• [STATED GOAL]
Reproduce every line of the material below word for word, changing nothing.

• [STORED RECORDS]
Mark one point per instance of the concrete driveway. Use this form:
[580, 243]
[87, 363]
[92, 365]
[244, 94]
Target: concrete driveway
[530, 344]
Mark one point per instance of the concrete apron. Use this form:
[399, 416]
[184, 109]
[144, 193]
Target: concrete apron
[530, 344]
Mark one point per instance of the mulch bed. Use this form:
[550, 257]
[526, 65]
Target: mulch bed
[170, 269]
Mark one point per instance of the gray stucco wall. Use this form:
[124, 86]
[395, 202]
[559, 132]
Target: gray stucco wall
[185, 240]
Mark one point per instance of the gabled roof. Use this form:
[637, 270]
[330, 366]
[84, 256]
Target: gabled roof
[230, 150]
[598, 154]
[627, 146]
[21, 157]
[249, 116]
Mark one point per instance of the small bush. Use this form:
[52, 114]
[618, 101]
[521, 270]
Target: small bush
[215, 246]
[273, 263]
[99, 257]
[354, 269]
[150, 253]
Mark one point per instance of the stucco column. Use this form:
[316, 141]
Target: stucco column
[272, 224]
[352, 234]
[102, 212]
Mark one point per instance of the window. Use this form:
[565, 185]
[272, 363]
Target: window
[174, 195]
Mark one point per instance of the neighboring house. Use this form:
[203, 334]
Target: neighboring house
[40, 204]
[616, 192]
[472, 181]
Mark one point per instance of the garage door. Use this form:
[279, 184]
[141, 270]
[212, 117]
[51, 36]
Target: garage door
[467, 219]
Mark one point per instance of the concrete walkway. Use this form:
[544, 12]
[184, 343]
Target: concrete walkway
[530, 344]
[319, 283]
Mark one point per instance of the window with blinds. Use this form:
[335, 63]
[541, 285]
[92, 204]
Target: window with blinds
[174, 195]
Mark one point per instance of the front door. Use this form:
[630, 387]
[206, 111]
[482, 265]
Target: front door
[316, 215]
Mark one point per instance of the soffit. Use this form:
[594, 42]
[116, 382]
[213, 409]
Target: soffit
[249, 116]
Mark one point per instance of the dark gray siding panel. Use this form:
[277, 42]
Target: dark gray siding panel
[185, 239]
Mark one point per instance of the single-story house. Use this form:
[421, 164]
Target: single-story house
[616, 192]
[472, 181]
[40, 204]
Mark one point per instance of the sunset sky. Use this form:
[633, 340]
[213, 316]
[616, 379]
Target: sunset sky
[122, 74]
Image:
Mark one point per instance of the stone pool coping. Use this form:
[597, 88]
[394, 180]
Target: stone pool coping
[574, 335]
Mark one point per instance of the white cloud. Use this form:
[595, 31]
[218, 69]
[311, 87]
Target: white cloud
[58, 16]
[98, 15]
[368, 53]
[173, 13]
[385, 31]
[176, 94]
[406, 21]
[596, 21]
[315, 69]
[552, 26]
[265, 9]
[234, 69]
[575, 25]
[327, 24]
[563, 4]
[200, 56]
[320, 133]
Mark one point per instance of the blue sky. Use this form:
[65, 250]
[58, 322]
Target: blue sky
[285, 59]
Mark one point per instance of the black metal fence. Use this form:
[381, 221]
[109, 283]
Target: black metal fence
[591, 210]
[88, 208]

• [EXERCISE SOLUTION]
Mark one point per instance of the concrete driveway. Use this form:
[580, 243]
[87, 363]
[92, 365]
[244, 94]
Target: concrete driveway
[530, 344]
Mark one point per instance of the concrete apron. Use this form:
[399, 416]
[184, 109]
[144, 193]
Target: concrete apron
[530, 344]
Mark one point per instance of the mulch bed. Use this form:
[550, 257]
[526, 65]
Target: mulch bed
[170, 269]
Mark one point per instance of the gray stucco wall. Use this form:
[124, 86]
[395, 202]
[559, 132]
Target: gray stucco wall
[185, 240]
Mark one point per instance of the gabled roof. Use this form:
[637, 270]
[330, 366]
[84, 256]
Target: gabled roof
[230, 150]
[598, 154]
[627, 146]
[21, 157]
[249, 116]
Mark one point per instance of the small bush. Use this form:
[52, 114]
[618, 101]
[521, 270]
Target: small bush
[215, 246]
[273, 263]
[99, 257]
[354, 269]
[150, 253]
Mark one point per instance of the stucco column. Use this form:
[316, 141]
Target: stucco column
[272, 224]
[352, 234]
[102, 212]
Mark one point per instance of the window. Use this form:
[565, 185]
[272, 363]
Target: window
[174, 195]
Mark one point per instance of the neighboring house. Use this form:
[203, 334]
Target: neighboring house
[40, 204]
[616, 192]
[472, 181]
Mark one point per instance of the garage door. Use this form:
[279, 184]
[141, 270]
[212, 117]
[51, 36]
Target: garage door
[467, 219]
Mark one point per instance of the concrete walkway. Use this form:
[544, 12]
[184, 343]
Target: concrete walkway
[530, 344]
[319, 283]
Mark one point per instance of the window with blinds. Use this form:
[335, 63]
[541, 285]
[92, 204]
Target: window with blinds
[174, 195]
Mark one point per instance of the front door. Use this form:
[630, 387]
[206, 111]
[482, 265]
Target: front door
[316, 215]
Mark one point per instance of the soffit. Use this form:
[594, 42]
[116, 382]
[213, 409]
Target: soffit
[249, 116]
Mark one point per instance of the dark gray siding panel. Use this form:
[277, 42]
Target: dark gray siding panel
[185, 239]
Mark one point per instance of the single-story house. Use this form:
[421, 164]
Target: single-story house
[616, 192]
[472, 181]
[40, 204]
Mark one point per instance of the sunset sky. Use this form:
[633, 340]
[213, 316]
[616, 379]
Target: sunset sky
[122, 74]
Image:
Mark one point per instance of the stone pool coping. Use this form:
[597, 88]
[394, 180]
Target: stone pool coping
[574, 335]
Mark one point per instance of the white cloud. Use this form:
[595, 31]
[218, 69]
[311, 87]
Target: white cloud
[58, 16]
[98, 15]
[368, 53]
[173, 13]
[385, 31]
[176, 94]
[406, 21]
[596, 21]
[315, 69]
[552, 26]
[265, 9]
[234, 69]
[575, 25]
[327, 24]
[563, 4]
[200, 56]
[320, 133]
Mark one point per instance of the blue sky. Use this form:
[65, 250]
[58, 322]
Target: blue sky
[285, 59]
Mark one point per instance of the black metal fence. Use this form:
[381, 221]
[109, 283]
Target: black metal fence
[591, 210]
[88, 208]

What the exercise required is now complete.